WORK TO COMPLETE | Write out again the part of the listing that opens with the line containing "find the blurred" and closes with the line containing "230 0 626 292", changing "thick book" to "hardcover book" and leaving everything else as it is.

## begin RAW DATA

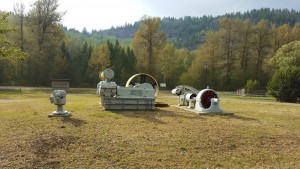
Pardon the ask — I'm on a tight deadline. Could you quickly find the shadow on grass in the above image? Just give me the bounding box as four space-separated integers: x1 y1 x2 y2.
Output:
26 133 79 168
228 114 258 121
61 117 87 127
112 109 202 124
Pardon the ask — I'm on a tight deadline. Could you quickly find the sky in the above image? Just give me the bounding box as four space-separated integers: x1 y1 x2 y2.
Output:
0 0 300 31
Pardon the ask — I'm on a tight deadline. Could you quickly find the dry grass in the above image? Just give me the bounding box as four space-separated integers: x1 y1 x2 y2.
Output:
0 91 300 168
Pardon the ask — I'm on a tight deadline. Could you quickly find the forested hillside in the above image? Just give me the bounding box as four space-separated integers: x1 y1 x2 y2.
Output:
0 0 300 96
77 8 300 49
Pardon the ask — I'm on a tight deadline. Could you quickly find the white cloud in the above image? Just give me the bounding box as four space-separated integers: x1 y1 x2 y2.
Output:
0 0 300 31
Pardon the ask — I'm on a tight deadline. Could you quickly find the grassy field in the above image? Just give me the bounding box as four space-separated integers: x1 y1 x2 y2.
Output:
0 91 300 169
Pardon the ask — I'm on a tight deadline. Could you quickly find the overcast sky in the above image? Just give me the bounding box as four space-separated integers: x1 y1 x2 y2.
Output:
0 0 300 31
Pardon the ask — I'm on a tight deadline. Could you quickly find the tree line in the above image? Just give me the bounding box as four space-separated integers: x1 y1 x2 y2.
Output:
0 0 300 101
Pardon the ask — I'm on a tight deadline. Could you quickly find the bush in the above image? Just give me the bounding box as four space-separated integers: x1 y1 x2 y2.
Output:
267 67 300 103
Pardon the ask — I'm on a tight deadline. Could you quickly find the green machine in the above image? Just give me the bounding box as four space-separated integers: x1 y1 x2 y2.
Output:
97 69 159 110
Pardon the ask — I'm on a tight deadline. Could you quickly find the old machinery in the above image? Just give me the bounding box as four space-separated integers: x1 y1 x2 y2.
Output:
171 85 232 114
48 90 71 117
97 69 158 110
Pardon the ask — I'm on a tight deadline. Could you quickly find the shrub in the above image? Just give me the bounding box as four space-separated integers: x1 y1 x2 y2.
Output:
267 66 300 103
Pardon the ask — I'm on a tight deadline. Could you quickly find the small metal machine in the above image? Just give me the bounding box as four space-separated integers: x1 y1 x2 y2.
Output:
97 69 158 110
48 90 71 117
171 85 233 115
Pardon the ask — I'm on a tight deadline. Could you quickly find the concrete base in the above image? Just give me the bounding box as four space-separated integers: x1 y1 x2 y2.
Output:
48 111 71 117
175 106 233 116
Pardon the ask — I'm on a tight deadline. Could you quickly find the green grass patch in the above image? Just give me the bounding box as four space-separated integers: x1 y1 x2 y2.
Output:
0 91 300 168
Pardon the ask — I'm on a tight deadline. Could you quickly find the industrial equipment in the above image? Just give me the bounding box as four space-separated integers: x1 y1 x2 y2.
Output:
48 90 71 117
171 85 233 114
97 69 159 110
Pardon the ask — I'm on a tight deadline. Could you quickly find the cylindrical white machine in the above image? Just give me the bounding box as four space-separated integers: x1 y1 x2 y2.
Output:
195 89 223 113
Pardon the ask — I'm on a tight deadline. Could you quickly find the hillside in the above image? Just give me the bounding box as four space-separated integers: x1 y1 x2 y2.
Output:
65 8 300 49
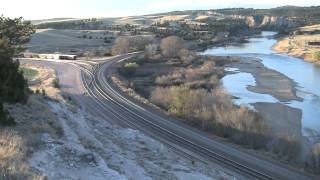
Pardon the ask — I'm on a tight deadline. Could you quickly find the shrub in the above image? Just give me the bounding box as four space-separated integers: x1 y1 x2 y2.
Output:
0 102 16 126
52 78 60 89
120 62 139 76
313 51 320 61
160 36 184 58
305 143 320 173
41 89 46 96
150 86 268 148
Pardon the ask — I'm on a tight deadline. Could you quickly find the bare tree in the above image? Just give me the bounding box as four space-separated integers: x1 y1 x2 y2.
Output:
112 36 130 55
112 36 154 55
145 44 158 58
160 36 184 58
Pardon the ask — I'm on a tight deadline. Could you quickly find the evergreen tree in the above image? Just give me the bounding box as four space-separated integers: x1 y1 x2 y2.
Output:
0 16 34 124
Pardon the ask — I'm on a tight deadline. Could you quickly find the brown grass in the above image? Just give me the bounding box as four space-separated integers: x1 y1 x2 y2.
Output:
0 129 40 179
150 86 268 148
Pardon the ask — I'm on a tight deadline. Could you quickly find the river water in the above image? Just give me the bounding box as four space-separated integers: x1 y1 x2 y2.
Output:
203 32 320 139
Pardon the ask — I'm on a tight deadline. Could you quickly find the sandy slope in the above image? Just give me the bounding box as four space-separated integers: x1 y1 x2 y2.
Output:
22 61 235 180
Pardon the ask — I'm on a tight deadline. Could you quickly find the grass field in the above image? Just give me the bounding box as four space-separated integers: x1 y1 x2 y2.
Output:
273 24 320 62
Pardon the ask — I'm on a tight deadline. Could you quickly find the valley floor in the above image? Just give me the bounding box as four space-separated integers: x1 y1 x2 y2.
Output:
0 62 237 179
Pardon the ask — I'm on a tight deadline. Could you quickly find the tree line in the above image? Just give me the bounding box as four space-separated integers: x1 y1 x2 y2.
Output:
0 16 35 124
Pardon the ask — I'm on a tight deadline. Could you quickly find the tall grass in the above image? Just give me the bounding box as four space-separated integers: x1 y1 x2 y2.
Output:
150 86 268 148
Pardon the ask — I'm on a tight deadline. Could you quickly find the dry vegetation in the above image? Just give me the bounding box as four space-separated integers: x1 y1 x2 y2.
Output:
0 66 63 180
273 25 320 62
112 37 300 156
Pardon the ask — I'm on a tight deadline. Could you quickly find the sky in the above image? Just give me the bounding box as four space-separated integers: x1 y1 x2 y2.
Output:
0 0 320 20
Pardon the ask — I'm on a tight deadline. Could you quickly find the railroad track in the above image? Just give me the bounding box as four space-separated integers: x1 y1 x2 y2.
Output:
80 56 312 180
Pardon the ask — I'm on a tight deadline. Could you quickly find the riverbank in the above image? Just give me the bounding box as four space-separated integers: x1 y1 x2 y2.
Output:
226 57 302 102
225 57 302 152
272 25 320 64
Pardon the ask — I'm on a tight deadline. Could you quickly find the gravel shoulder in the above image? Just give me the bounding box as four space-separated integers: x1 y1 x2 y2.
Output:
18 60 237 179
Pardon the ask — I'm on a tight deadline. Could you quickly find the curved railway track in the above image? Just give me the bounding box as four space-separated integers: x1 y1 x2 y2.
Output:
80 55 313 180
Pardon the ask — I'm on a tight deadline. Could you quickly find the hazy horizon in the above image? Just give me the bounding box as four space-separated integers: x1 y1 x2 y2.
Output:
0 0 320 20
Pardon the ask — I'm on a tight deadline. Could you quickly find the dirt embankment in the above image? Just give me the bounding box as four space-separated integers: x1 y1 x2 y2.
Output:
0 62 235 180
273 25 320 64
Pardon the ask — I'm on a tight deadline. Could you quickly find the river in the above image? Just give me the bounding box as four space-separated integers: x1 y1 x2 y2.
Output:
203 32 320 141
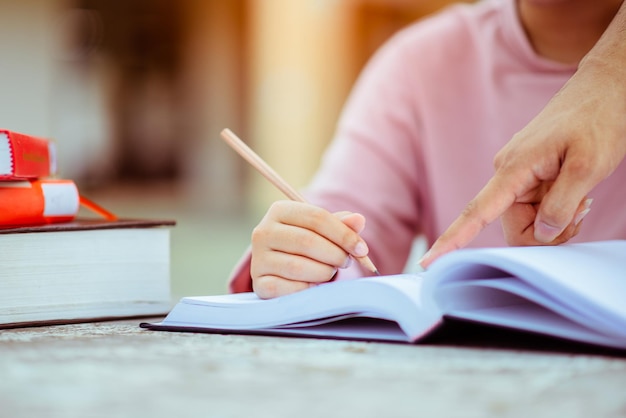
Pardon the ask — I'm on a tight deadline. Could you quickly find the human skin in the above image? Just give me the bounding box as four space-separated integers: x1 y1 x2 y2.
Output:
250 0 623 298
420 0 626 268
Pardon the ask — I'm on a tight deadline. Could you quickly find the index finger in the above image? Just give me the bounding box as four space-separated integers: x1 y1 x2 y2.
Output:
419 175 515 268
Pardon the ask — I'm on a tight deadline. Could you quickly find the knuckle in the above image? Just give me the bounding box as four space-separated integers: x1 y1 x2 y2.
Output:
250 224 268 245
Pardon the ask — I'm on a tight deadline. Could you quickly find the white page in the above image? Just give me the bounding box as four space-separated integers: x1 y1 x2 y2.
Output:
428 241 626 324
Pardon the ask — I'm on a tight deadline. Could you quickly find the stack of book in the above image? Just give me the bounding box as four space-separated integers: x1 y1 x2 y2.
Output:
0 130 175 328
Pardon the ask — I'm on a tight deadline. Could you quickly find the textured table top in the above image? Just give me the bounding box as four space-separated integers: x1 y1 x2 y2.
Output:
0 320 626 418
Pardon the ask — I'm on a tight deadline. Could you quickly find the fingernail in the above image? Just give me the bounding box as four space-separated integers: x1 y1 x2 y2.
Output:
354 241 369 257
574 207 591 225
417 250 431 266
535 221 561 243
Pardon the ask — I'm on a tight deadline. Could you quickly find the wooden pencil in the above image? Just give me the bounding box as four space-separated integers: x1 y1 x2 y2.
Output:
220 129 380 276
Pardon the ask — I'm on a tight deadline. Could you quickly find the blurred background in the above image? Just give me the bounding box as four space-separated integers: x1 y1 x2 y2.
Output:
0 0 464 299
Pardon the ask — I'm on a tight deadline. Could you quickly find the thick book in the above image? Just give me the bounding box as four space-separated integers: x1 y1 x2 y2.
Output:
0 219 175 328
0 179 80 228
141 240 626 349
0 129 57 180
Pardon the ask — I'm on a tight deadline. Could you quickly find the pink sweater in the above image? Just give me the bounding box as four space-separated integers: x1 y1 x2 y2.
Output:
230 0 626 292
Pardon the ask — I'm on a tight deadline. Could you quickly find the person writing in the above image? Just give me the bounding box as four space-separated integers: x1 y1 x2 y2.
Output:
230 0 626 298
421 3 626 266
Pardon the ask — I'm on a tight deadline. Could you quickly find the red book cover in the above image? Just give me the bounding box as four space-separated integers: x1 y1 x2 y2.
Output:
0 179 80 228
0 129 56 180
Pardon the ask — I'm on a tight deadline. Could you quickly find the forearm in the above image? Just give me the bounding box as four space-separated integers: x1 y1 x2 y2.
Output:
578 2 626 79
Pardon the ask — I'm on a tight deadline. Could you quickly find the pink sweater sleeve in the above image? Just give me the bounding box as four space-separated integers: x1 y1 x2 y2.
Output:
229 29 422 292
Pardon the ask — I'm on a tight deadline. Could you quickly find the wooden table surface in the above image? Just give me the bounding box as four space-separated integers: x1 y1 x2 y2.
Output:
0 320 626 418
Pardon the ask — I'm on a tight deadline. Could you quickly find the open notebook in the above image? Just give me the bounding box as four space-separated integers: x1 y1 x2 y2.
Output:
142 241 626 349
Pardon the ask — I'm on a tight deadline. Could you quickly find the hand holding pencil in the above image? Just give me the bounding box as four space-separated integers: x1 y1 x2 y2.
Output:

## end RAW DATA

COMPLETE RESPONSE |
Pardon the ask — I'm on a tight deadline. Could you quickly find the blurred background in the above image? Just give me the bounding box as four space-separated integers: x1 y1 x2 y2.
Output:
0 0 464 299
Pardon the ask — I'm on a tight deadline. Could you quickly find the hardcover book in the above image? Just give me the bounding box as four space-separated integers: x1 y1 x2 y2.
Output:
0 219 175 328
0 179 80 228
141 240 626 349
0 129 57 180
Pardon the ask — I'm on a tight deadline. Could you quickly find the pink sweater in the above image? Just give me the bounding box as four space-separated integers: x1 y1 x2 y2.
Output:
230 0 626 292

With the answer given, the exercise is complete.